Task details: Edit the records from the line with "Can you find the horse's neck?" up to and including the final line, changing "Tag" to "Mark" and keeping all else as it is.

━━━━━━━━━━━━━━━━━━━━━━━━━━━━━━

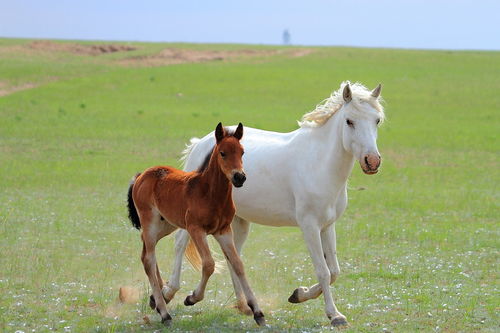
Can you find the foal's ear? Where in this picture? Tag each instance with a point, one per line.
(219, 133)
(238, 134)
(377, 90)
(347, 94)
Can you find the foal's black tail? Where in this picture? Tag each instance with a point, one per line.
(132, 212)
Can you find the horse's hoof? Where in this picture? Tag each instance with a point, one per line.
(259, 318)
(152, 303)
(188, 301)
(167, 321)
(339, 321)
(295, 297)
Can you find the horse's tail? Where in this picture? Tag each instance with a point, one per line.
(132, 212)
(193, 256)
(189, 148)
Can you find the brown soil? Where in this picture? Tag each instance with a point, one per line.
(81, 49)
(172, 56)
(6, 89)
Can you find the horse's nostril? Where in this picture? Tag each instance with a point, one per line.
(239, 177)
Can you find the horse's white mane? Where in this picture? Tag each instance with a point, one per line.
(327, 108)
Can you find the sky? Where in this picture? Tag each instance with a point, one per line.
(424, 24)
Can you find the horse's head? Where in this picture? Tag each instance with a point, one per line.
(229, 154)
(360, 124)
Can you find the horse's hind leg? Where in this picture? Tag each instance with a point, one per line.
(328, 243)
(199, 238)
(149, 222)
(240, 233)
(225, 240)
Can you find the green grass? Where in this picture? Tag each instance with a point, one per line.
(418, 248)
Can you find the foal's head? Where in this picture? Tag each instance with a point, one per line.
(229, 153)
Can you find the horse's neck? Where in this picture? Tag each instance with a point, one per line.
(324, 145)
(219, 185)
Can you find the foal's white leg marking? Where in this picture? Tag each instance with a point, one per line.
(173, 284)
(240, 233)
(313, 239)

━━━━━━━━━━━━━━━━━━━━━━━━━━━━━━

Written reply:
Can you find the horse's neck? Where in this picture? Mark each instance with a point, one per line.
(324, 145)
(219, 185)
Can you find the foal's white leg marking? Where in this picture? Mark each instance with a point, one per line.
(173, 284)
(240, 233)
(313, 239)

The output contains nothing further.